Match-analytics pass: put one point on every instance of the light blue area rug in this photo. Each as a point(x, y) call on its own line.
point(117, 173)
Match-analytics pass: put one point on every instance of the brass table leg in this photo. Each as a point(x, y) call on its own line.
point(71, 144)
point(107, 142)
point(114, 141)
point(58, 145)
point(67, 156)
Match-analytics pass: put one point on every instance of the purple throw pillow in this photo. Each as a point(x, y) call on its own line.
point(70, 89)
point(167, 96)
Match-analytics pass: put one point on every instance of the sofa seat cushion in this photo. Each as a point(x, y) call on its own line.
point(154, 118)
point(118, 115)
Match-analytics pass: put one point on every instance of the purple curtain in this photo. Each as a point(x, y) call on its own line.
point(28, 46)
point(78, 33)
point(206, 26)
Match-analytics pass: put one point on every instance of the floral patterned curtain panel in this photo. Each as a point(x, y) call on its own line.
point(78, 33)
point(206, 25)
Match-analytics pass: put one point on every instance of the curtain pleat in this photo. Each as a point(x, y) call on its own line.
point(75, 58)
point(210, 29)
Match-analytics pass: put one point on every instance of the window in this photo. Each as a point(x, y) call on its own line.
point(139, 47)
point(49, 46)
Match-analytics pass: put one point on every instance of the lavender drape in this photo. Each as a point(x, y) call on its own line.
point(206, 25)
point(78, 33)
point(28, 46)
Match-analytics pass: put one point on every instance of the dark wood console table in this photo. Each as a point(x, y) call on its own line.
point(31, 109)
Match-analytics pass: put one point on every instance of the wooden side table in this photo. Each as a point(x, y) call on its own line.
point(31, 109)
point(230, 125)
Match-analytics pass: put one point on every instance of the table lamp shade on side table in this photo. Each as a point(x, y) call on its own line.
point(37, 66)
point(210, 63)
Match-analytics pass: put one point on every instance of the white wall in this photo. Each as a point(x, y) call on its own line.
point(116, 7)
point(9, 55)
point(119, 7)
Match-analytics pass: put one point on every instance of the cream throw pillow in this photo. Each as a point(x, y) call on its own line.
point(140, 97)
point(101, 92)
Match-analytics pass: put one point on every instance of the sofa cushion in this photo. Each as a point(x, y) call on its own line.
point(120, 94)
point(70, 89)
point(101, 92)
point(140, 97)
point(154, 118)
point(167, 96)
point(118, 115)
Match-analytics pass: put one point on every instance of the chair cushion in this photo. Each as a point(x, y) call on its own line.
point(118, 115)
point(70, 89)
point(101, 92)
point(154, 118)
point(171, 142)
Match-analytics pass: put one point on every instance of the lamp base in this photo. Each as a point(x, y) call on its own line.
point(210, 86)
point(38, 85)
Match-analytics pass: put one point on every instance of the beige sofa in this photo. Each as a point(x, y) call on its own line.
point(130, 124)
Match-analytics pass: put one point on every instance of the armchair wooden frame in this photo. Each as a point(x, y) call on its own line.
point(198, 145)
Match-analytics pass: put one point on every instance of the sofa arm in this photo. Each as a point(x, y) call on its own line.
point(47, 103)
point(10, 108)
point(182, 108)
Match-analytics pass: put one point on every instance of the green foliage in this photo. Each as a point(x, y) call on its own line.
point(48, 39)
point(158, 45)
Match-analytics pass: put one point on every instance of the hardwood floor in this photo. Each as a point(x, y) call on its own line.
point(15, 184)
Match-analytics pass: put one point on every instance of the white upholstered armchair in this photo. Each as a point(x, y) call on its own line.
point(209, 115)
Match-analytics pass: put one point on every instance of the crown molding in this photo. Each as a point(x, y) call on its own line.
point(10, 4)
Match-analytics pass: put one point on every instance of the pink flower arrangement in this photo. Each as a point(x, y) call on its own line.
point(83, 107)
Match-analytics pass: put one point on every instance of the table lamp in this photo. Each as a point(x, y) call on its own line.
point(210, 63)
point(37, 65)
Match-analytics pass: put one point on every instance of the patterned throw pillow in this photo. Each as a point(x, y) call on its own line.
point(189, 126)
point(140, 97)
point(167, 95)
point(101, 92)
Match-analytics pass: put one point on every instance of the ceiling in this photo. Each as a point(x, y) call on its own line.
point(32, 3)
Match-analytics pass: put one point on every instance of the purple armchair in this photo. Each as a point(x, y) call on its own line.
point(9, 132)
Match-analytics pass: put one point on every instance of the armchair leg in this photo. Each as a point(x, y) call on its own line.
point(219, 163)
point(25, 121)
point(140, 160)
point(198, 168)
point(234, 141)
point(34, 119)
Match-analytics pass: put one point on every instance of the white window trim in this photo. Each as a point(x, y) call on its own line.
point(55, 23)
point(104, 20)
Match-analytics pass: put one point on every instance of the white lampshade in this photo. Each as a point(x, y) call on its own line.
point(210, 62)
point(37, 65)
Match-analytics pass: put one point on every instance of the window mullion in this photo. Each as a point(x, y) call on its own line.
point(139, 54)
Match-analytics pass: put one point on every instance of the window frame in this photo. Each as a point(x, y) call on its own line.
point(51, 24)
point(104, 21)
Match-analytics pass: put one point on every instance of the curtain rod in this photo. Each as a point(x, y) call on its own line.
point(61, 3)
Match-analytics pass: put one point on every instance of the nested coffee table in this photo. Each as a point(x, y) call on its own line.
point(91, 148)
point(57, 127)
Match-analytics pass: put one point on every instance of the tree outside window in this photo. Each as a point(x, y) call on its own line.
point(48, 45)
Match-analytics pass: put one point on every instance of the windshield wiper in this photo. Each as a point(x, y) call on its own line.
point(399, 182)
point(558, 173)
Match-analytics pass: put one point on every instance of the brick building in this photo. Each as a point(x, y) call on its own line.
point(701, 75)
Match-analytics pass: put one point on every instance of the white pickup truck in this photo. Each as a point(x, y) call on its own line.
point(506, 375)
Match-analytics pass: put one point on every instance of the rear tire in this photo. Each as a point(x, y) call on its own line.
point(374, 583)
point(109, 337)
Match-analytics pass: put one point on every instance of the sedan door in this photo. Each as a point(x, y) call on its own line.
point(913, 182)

========================

◆ Required work ◆
Copy the lines above word for word.

◆ Response ◆
Match-analytics pass: put one point on every instance of the light blue area rug in this photo. Each as a point(x, y) call on its own line.
point(117, 173)
Match-analytics pass: put one point on every instance of the brass table leg in this photo. Each as a point(x, y) call on its own line.
point(71, 144)
point(107, 142)
point(114, 141)
point(58, 145)
point(67, 156)
Match-analytics pass: put one point on every instance of the purple throw pillow in this photo. Each as a point(x, y) call on its own line.
point(70, 89)
point(167, 96)
Match-analytics pass: put one point on every instance of the sofa seat cushion in this photo. Each as a point(x, y) call on its own line.
point(154, 118)
point(118, 115)
Match-analytics pass: put one point on every instance of the purple curtain in this photo. Each as a point(x, y) call on its own line.
point(28, 46)
point(78, 33)
point(206, 26)
Match-analytics pass: put one point on every instance of the floral patterned curtain panel in this photo. Each as a point(x, y) call on its own line.
point(78, 33)
point(206, 25)
Match-analytics pass: put one point on every instance of the curtain pleat in this photo. Each as a point(x, y) call on its own line.
point(75, 58)
point(210, 29)
Match-analytics pass: put one point on every instance of the window in this photo. Each as a point(x, y) call on its own line.
point(139, 47)
point(49, 46)
Match-analytics pass: put one point on every instance of the lavender drape in this photo. Each as a point(x, y) call on its own line.
point(206, 25)
point(78, 33)
point(28, 46)
Match-analytics pass: put one point on every instance of the dark wood console table in this photo. Each as a point(x, y) call on its own line.
point(31, 109)
Match-analytics pass: put one point on every instance of the wooden side table in this photo. Each as a point(x, y) call on its own line.
point(31, 109)
point(230, 125)
Match-analytics pass: put one point on every instance of the table lamp shade on side table in this photo. Each as a point(x, y) call on its own line.
point(37, 66)
point(210, 63)
Match-analytics pass: put one point on every instance of the white wall in this photo. Each as a point(x, y) call on its own line.
point(116, 7)
point(9, 55)
point(119, 7)
Match-analytics pass: put one point on every instance of the cream throw pillow in this photo. Each as a point(x, y) call on its own line.
point(140, 97)
point(101, 92)
Match-analytics pass: put one point on every instance of the sofa cushion in this photo. Each as a point(x, y) call on its own line.
point(120, 94)
point(70, 89)
point(101, 92)
point(140, 97)
point(154, 118)
point(167, 96)
point(118, 115)
Match-analytics pass: put one point on every instance of the chair cushion in this photo. Each as a point(x, y) call on its own line.
point(118, 115)
point(70, 89)
point(101, 92)
point(154, 118)
point(171, 142)
Match-analytics pass: put one point on every instance of the lamp base in this photo. Each as a point(x, y) call on its own line.
point(210, 86)
point(38, 85)
Match-analytics pass: put one point on every instance of the beige sofa in this photo. Each as a point(x, y) call on its own line.
point(130, 124)
Match-analytics pass: put one point on every instance of the armchair wooden frame in this photo. Each as a point(x, y) call on its own line.
point(198, 145)
Match-analytics pass: put one point on every instance of the sofa arm in this photo. Each as a point(x, y) call on its own line.
point(47, 103)
point(10, 108)
point(182, 108)
Match-analytics pass: put one point on every instance of the green foliage in this photo. Each as a point(x, y) call on its own line.
point(48, 39)
point(158, 45)
Match-analytics pass: put one point on every instance of the hardwood floor in this photo. Each as a point(x, y) call on its own line.
point(15, 184)
Match-analytics pass: put one point on every instance of the white upholstered armchair in this photo. Each as a point(x, y) call on its own line.
point(209, 115)
Match-analytics pass: put one point on every instance of the crown molding in this photo. Each as a point(x, y) call on its own line.
point(10, 4)
Match-analytics pass: put one point on every instance of the pink flower arrangement in this photo. Each as a point(x, y) call on its own line.
point(83, 107)
Match-analytics pass: put one point on every instance of the table lamp in this photo. Each as a point(x, y) call on its own line.
point(210, 63)
point(37, 65)
Match-analytics pass: put one point on every instance of the patterned throw pillow in this photo. Each as a point(x, y) call on its own line.
point(189, 126)
point(140, 97)
point(167, 95)
point(101, 92)
Match-analytics pass: put one point on every instance of the ceiling in this photo. Each as a point(x, y) call on its own line.
point(32, 3)
Match-analytics pass: put one point on every instance of the purple armchair in this photo. Each as a point(x, y) call on its own line.
point(9, 132)
Match-analytics pass: put one point on every instance of the armchair leg in this photo. Each as a point(x, y) call on its own line.
point(219, 163)
point(25, 121)
point(140, 160)
point(198, 168)
point(234, 141)
point(34, 119)
Match-analytics pass: put one point on every instance of the white window trim in this photo. Each as a point(x, y) call on its own line.
point(55, 23)
point(104, 20)
Match-analytics pass: put one point on every instance of the white lampshade in this photo. Each as a point(x, y) call on its own line.
point(210, 62)
point(37, 65)
Match-analytics pass: put one point on every instance of the window mullion in this photo. Each as a point(x, y) call on its own line.
point(139, 54)
Match-analytics pass: put one point on every instance of the window frame in this photo. Each as a point(x, y) call on its own line.
point(51, 24)
point(104, 21)
Match-analytics pass: put one point on every instance of the curtain rod in this photo. Each as a point(x, y) call on its own line.
point(61, 3)
Match-analytics pass: put one point on every instance of the nested coffee table in this photo. Each as a point(x, y) call on its own line.
point(91, 148)
point(57, 127)
Match-analytics pass: put one point on every instance of the tree outside window in this photo. Each as a point(x, y) call on its own line.
point(48, 45)
Match-analytics pass: put one point on every instance of the windshield wiper in this photo. Each as a point(x, y) call on its own line.
point(399, 182)
point(558, 173)
Match-analytics pass: put one point on every instance of the brick building in this photo. Each as a point(x, y) call on its own line.
point(701, 75)
Match-analytics pass: put one point on every instance of the white pickup truck in this photo. Each as a point(x, y) call on its own line.
point(506, 375)
Match-analytics pass: put one point on every instance of the rear tire in this photo. Each as a point(x, y) call on its own line.
point(374, 583)
point(109, 337)
Match-analytics pass: put one point on every instance of the sedan door in this photo. Each as a point(x, y) call on its own line.
point(913, 182)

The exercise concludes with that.